---- Provided information
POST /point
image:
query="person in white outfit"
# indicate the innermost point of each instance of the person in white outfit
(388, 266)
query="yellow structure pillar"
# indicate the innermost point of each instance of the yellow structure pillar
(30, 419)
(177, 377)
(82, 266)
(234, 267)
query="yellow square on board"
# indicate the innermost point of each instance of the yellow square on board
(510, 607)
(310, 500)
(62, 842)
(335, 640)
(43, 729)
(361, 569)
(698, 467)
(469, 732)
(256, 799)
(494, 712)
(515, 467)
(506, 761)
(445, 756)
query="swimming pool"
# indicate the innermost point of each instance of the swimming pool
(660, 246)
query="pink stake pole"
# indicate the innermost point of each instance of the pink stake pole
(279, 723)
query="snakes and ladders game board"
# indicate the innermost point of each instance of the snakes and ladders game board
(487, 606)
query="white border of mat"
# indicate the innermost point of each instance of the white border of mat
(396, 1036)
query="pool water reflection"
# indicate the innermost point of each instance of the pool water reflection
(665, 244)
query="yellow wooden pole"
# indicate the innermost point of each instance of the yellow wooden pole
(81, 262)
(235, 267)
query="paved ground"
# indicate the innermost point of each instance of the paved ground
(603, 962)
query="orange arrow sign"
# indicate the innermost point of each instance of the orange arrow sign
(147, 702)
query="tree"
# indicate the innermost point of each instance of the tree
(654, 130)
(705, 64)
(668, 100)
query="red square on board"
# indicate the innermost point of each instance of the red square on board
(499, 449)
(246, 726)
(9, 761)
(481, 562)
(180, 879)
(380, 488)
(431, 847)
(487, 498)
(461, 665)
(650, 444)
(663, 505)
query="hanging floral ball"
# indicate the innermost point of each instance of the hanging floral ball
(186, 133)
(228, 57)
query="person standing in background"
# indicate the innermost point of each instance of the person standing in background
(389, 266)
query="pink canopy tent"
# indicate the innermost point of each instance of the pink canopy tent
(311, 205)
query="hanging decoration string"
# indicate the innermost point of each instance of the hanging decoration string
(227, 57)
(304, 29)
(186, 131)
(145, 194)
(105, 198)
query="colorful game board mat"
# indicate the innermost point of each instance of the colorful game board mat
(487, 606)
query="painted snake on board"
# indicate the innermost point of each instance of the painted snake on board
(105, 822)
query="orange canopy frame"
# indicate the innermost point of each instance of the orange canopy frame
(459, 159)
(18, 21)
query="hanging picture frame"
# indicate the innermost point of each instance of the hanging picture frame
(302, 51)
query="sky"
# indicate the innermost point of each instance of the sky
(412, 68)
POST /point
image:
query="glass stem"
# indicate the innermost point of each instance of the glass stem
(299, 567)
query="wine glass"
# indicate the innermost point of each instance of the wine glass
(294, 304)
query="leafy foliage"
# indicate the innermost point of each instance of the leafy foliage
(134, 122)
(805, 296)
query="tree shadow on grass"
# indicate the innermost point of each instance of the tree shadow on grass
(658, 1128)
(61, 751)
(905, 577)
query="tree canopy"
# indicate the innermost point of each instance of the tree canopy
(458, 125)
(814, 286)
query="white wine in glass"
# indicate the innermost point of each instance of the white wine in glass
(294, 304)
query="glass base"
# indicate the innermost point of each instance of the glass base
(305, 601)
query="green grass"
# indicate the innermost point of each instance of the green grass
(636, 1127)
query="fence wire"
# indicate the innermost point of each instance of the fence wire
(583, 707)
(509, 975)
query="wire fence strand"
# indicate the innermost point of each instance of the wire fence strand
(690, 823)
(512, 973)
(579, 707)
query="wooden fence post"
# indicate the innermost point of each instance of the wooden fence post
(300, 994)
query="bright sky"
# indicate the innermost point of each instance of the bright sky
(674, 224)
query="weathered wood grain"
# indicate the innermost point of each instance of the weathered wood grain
--------
---- Provided information
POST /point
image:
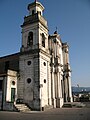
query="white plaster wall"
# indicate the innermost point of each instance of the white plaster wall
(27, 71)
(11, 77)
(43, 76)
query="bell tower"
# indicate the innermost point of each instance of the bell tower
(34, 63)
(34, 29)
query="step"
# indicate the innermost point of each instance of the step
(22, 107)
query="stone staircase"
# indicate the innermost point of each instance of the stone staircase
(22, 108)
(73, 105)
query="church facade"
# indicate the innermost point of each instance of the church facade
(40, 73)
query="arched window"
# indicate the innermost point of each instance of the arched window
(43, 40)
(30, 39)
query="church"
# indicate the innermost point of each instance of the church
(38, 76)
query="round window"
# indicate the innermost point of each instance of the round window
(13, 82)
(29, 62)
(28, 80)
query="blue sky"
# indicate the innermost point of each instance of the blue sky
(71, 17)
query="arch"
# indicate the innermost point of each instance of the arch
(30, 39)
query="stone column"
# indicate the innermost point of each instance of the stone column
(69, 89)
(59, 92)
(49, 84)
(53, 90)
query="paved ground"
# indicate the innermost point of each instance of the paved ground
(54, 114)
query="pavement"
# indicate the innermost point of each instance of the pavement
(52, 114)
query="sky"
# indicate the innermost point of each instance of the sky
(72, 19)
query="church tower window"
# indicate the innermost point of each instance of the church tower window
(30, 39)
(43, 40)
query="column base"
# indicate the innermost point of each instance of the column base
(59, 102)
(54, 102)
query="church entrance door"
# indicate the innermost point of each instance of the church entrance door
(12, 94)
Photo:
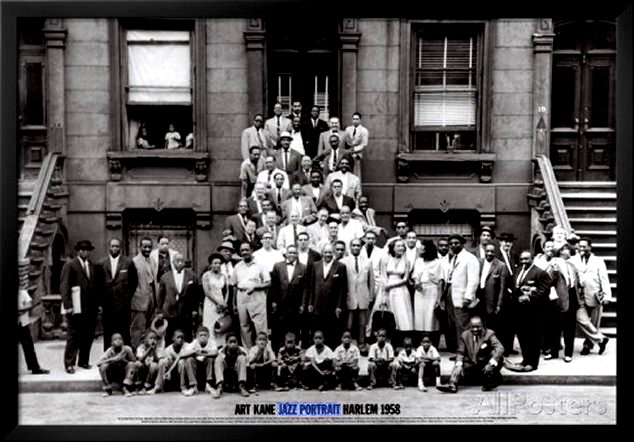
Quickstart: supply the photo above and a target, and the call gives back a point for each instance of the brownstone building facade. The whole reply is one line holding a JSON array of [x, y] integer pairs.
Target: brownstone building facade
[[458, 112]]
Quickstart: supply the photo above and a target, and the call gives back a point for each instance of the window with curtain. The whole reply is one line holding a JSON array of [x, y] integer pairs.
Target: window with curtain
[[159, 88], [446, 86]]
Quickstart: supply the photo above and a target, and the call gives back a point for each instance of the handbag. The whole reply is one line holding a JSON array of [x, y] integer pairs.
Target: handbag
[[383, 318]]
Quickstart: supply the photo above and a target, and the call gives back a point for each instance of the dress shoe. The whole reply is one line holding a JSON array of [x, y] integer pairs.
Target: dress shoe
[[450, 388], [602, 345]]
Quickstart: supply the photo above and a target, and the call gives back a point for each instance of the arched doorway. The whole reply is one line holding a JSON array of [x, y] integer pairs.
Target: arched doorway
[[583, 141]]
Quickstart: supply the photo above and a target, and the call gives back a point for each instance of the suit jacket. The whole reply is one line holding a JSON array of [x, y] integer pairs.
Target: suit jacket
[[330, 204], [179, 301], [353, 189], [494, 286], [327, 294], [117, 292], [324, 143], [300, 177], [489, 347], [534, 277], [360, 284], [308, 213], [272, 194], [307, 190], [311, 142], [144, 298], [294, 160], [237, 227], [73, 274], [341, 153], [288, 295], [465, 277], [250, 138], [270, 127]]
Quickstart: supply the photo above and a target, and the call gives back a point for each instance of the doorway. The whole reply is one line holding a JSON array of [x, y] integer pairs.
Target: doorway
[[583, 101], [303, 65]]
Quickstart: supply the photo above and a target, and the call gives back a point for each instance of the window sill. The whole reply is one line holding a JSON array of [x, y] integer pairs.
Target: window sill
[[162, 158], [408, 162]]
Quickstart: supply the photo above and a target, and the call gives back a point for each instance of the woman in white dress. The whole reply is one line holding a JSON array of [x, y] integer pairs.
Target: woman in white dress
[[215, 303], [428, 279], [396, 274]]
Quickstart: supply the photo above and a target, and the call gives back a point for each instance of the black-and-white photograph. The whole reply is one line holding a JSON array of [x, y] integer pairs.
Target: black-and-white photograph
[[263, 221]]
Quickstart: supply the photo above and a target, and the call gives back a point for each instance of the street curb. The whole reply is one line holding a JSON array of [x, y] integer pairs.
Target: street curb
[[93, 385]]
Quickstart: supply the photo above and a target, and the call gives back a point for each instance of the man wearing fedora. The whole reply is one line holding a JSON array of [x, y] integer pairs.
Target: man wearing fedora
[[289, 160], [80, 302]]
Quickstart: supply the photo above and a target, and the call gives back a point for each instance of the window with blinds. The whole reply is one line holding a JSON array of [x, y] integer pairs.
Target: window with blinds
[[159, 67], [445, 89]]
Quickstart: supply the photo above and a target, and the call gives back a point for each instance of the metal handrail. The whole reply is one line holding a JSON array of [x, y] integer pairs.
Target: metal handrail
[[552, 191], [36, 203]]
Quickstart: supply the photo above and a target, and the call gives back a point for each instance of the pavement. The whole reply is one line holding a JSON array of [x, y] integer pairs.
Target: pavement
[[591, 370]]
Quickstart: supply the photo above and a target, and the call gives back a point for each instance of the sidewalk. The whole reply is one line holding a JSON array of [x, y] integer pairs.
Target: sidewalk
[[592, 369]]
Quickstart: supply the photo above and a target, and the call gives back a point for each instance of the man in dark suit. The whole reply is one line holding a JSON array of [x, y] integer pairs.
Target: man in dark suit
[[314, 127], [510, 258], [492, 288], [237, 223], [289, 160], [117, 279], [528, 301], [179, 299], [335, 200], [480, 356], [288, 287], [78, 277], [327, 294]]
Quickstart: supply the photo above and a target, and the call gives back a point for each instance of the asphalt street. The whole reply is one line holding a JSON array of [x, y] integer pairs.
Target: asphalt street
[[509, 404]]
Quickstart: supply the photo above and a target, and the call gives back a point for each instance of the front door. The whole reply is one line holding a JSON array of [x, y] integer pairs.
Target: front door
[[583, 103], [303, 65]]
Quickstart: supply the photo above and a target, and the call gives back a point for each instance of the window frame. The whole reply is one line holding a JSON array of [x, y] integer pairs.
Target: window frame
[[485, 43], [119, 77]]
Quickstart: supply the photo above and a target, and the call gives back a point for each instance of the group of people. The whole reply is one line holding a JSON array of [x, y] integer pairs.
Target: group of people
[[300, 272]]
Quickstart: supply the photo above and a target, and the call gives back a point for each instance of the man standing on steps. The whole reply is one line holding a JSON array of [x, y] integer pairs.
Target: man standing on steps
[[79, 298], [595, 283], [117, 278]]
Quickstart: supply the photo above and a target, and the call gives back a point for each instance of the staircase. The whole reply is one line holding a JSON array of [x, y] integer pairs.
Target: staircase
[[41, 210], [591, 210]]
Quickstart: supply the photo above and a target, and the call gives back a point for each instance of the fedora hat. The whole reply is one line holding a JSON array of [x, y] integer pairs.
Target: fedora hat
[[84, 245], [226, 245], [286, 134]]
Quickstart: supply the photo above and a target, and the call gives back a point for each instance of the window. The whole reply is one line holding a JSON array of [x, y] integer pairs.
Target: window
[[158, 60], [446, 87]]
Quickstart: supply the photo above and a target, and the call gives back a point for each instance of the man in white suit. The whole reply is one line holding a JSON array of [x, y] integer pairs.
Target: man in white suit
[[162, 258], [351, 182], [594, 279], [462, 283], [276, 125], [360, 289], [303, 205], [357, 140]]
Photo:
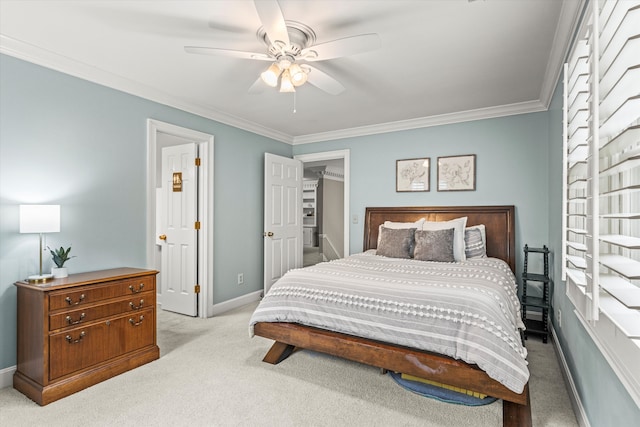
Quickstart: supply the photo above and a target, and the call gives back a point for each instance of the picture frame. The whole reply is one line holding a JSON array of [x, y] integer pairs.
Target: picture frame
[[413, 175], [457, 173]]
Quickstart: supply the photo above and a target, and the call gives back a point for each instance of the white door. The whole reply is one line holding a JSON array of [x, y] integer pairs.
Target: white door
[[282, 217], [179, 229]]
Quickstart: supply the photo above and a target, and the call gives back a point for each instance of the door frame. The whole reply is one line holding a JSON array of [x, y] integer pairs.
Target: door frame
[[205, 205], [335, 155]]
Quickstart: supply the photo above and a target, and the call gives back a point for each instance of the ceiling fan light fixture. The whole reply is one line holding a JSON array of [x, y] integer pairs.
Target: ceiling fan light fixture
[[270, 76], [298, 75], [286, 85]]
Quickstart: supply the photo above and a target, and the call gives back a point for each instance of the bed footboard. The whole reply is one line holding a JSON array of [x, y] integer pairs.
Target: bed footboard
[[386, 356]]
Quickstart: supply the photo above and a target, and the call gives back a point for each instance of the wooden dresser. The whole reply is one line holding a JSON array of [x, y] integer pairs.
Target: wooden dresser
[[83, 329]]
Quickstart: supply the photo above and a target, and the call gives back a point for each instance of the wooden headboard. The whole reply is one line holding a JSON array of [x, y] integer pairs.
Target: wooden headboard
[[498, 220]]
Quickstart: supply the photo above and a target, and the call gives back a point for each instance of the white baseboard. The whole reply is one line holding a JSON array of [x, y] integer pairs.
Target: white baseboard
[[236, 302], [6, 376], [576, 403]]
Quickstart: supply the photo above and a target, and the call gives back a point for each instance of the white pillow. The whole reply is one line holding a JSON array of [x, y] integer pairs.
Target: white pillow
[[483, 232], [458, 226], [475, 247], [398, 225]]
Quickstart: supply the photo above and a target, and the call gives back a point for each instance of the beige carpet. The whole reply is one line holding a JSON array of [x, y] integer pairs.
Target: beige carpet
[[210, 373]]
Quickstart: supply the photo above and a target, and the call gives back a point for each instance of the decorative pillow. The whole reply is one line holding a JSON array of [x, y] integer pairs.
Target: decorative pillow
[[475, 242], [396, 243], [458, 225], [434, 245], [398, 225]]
--------
---- Provided information
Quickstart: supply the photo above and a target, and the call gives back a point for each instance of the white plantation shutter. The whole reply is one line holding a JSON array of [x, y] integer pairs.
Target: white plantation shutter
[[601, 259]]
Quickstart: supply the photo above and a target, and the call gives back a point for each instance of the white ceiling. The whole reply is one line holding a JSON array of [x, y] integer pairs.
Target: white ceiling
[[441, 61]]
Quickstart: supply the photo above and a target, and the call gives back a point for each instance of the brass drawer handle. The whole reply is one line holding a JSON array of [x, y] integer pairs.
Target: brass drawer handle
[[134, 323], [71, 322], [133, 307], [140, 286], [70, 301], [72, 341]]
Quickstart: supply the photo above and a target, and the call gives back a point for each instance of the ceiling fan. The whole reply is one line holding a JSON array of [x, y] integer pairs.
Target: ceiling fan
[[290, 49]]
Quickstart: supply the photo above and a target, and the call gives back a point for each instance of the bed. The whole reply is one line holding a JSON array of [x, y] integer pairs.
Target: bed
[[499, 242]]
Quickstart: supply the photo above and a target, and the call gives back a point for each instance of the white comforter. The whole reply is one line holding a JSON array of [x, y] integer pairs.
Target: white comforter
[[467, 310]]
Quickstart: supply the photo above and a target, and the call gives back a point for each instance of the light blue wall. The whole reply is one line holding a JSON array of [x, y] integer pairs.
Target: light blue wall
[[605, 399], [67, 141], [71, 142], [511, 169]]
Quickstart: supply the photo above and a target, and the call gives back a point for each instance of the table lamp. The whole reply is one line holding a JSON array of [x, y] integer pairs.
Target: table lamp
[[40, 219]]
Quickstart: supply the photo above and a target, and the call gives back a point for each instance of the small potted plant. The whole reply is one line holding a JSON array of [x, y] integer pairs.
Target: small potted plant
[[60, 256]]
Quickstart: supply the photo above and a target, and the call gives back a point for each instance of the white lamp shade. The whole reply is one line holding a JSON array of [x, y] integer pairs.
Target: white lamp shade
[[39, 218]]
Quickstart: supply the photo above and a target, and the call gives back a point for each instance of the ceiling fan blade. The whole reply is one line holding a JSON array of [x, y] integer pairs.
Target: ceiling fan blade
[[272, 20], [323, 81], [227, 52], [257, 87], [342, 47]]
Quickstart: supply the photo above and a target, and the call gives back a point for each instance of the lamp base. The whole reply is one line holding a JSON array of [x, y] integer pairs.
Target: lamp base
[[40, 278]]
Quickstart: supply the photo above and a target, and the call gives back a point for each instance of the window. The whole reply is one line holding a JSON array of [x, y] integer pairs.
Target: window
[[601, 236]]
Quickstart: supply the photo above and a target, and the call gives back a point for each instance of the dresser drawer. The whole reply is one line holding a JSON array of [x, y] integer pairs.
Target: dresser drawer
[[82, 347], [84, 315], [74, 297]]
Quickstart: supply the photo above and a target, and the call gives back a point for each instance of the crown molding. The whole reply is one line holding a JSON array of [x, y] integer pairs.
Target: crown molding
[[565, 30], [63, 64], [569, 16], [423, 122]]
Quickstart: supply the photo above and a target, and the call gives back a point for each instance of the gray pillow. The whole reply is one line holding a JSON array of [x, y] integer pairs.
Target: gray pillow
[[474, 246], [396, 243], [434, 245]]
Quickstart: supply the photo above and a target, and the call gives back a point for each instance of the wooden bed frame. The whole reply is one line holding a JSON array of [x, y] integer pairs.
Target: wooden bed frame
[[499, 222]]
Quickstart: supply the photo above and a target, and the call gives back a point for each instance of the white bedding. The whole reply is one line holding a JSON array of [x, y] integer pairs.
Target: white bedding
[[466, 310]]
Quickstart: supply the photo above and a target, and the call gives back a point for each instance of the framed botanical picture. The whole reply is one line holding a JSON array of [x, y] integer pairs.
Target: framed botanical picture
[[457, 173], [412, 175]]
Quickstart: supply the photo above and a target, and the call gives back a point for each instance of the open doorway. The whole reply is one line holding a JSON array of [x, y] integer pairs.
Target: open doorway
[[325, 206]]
--------
● **Required work**: Could you reproduce the data between the lines holding "of the beige" and "[[210, 373]]", inclusive, requests included, with each x and y point coordinate in the answers multiplied by 0.6 and rounded to a whole number, halves rounding up? Leave every number in the requests and their format samples unchanged, and return only those lines.

● **Exercise result**:
Quickstart: supply the photo above and a target, and the call gives back a point for each instance of the beige carpet. The whole reply is one line holding a JSON array of [x, y] integer pairs.
Target: beige carpet
[[126, 224]]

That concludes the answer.